Tarefa de trabalho
Transcreva literalmente o trecho da decisão sobre o erro de proibição, de "No caso, inexiste" até "ILÍCITA. DOSIMETRIA. AJUSTE.", inclusive.

Trecho exibido
= = = =

No caso, as provas dos autos não deixam dúvidas de que a acusada praticou o delito imputado na denúncia, bem como tinha potencial consciência da ilicitude sobre o fato praticado, já que não comunicou à Autarquia Previdenciária, em tempo oportuno, o óbito de sua genitora, da qual era procuradora junto ao INSS.
Demais, a ré não só deixou de comunicar o óbito de sua mãe como, também, não devolveu o cartão magnético da conta da falecida à agência bancária, o que lhe permitiu efetivar as retiradas ao longo de 4 (quatro) anos, ou seja, no período de 01/04/2012 e 01/04/2016.
O contexto dos autos aponta que a acusada sabia perfeitamente o que estava fazendo e, embora seja de conhecimento notório que se trata de benefício destinado à sua mãe, agiu ela ativamente e efetuou o saque, durante 4 (quatro) anos, do benefício previdenciário.
Destarte, nada me convence da falta de consciência da ré acerca do ato contrário ao direito. Não há falar em erro de proibição inevitável quando o agente tem potencial consciência da ilicitude de sua conduta e agiu com dolo.
Para que fique configurado o erro de proibição sobre a ilicitude do fato é necessário que seja demonstrado que o agente não tinha, de forma alguma, conhecimento ou noção de sua conduta ilícita, proibida pelo Direito Penal. Erra-se quanto ao caráter proibido da conduta ao se acreditar, fundamentadamente, lícita uma ação ilícita. O agente carece do conhecimento potencial da proibição que recai sobre um fato típico e ilícito.
No caso, inexiste erro de proibição a dar supedâneo à tese da defesa.
Não configurado o erro de proibição no presente caso, não há que se falar em causa de exclusão da culpabilidade. Nesse sentido:
PENAL. PROCESSUAL PENAL. ARTIGO 171, §3º, DO CÓDIGO PENAL. SAQUES FRAUDULENTOS DE BENEFÍCIOS PREVIDENCIÁRIOS. ÓBITO DA GENITORA. ESTELIONATO MAJORADO. MATERIALIDADE E AUTORIA COMPROVADAS. ERRO DE PROIBIÇÃO E INEXIGIBILIDADE DE CONDUTA DIVERSA. NÃO CONFIGURADOS. PRINCÍPIOS DO FAVOR REI E IN DUBIO PRO REO. INAPLICABILIDADE. VANTAGEM ILÍCITA. DOSIMETRIA. AJUSTE.

= = = =

Dados
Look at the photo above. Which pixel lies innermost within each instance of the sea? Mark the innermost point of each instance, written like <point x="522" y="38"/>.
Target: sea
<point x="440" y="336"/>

= = = =

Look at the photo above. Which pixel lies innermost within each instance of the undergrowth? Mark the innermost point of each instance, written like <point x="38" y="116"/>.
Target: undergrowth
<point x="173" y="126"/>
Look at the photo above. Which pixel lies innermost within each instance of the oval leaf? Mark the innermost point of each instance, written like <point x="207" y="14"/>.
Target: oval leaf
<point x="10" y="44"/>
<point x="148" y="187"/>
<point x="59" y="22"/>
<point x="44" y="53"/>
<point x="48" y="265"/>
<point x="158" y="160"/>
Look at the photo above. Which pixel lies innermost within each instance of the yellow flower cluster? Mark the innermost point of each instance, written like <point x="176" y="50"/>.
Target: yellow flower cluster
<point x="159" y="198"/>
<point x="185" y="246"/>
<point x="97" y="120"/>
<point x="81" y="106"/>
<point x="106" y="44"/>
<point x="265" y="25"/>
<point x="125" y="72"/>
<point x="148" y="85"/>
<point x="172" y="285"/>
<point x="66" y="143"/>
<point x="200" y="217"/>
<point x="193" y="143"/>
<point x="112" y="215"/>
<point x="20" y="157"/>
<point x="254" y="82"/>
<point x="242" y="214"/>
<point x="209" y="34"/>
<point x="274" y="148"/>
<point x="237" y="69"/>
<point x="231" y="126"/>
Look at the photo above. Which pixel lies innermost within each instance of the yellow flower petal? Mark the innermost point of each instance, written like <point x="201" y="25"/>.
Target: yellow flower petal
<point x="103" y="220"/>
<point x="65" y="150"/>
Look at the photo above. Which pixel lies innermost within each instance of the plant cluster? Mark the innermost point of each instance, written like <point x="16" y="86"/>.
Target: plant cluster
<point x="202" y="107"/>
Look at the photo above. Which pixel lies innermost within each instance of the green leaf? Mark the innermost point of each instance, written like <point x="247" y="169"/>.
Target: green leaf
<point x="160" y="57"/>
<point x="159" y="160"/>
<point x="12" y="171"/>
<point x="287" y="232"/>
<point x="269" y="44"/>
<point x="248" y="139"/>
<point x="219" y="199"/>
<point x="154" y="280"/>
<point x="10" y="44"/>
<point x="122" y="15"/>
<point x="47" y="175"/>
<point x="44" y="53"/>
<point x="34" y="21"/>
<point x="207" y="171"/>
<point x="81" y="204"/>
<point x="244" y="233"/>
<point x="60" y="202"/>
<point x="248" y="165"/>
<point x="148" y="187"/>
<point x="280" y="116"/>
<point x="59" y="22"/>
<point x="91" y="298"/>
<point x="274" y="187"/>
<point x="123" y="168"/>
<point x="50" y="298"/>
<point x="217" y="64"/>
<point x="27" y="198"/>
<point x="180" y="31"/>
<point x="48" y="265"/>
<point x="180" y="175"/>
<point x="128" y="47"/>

= = = =

Resposta ao exercício
No caso, inexiste erro de proibição a dar supedâneo à tese da defesa.
Não configurado o erro de proibição no presente caso, não há que se falar em causa de exclusão da culpabilidade. Nesse sentido:
PENAL. PROCESSUAL PENAL. ARTIGO 171, §3º, DO CÓDIGO PENAL. SAQUES FRAUDULENTOS DE BENEFÍCIOS PREVIDENCIÁRIOS. ÓBITO DA GENITORA. ESTELIONATO MAJORADO. MATERIALIDADE E AUTORIA COMPROVADAS. ERRO DE PROIBIÇÃO E INEXIGIBILIDADE DE CONDUTA DIVERSA. NÃO CONFIGURADOS. PRINCÍPIOS DO FAVOR REI E IN DUBIO PRO REO. INAPLICABILIDADE. VANTAGEM ILÍCITA. DOSIMETRIA. AJUSTE.